• [PASSAGE TO READ]
<<<<
Days after the June 12 Pulse nightclub shooting that took the lives of 49 innocent people in Orlando, the political demagoguery began.
Many on the liberal left, from the Florida chapter of the National Organization of Women to the Florida Democrat Party, were calling for more gun control laws. If Florida had stricter gun measures, the Pulse nightclub massacre shooting would not have happened, they said.
But one individual, not from the left but from the right, says his House bill -- had it not been unceremoniously axed -- would have at least gone part of the way to stop the terrorist attack. Certainly, it would have mitigated the tragic result.
State Rep. Mike Hill, R-Pensacola, says his bill, Andy’s Law (HB 3), might have dissuaded Omar Mateen from launching his shooting rampage. Under Hill's proposal, any victim of a terrorist attack in Florida would be able to bring civil penalties against the person or persons who perpetuated the terrorist act.
Just one problem: Hill’s bill never got a floor vote in the 2016 legislative session and Hill has been going on the airwaves letting it be known that it was his own Republican House leadership that killed the bill.
It all started the Monday after the nightclub shooting. The Washington Free Beacon posted a story headlined, “Florida Rejected Key Counterterrorism Legislation Ahead of Attack."
The story describes the manner in which Florida House Republicans killed an anti-terrorism bill at the last moment.
It states House Speaker Steve Crisafulli, R-Merritt Island, killed HB 3 by preventing it from coming to a full vote.
>>>>
• [PROVIDED MATERIAL]
<<<<
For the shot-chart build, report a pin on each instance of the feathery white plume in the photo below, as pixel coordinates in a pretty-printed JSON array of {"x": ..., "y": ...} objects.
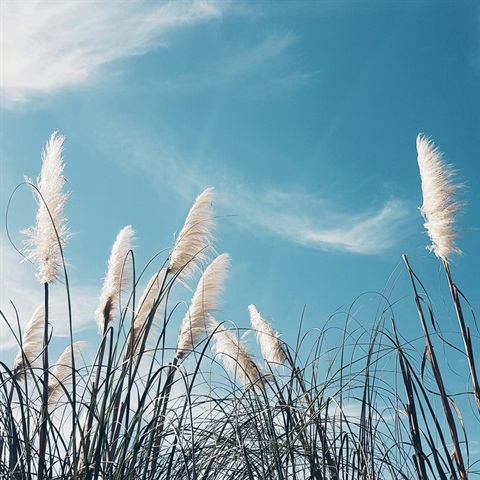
>>>>
• [SHORT TASK 1]
Answer the following questions using the article about Andy's Law.
(a) How many people lost their lives in the June 12 Pulse nightclub shooting?
(b) What bill number does Andy's Law carry?
(c) According to the Washington Free Beacon story, who prevented HB 3 from coming to a full vote?
• [SHORT TASK 2] Extend the article about Andy's Law with the next part, picking up after its final sentence.

• [TASK RESPONSE 1]
(a) 49 people.
(b) HB 3.
(c) House Speaker Steve Crisafulli, R-Merritt Island.

• [TASK RESPONSE 2]
To make matters worse for the speaker, Hill went on the Florida Radio Network and told them the reason why Crisafulli nixed his bill. Hill said it was because he voted against house leadership "by not supporting the crony capitalism bill that would have funded the Enterprise Florida legislation."
“I was being punished for going against party leadership,” Hill told FRN.
A week later Hill was on the I Heart Radio Network. Again, he stated that his Andy's Law bill would have either deterred or stopped the terrorist attack in Orlando. Again he proceeded to blame leadership for stopping it cold. But this time he didn’t stop at blaming Crisafulli, he went even further, laying the blame on House Rules Committee Chairman Ritch Workman, R-Melbourne.
Hill told the radio network, “Workman was colluding with Speaker Crisafulli to kill my bill because I voted against party leadership."
When asked about Hill’s comments, Crisafulli said he was shocked.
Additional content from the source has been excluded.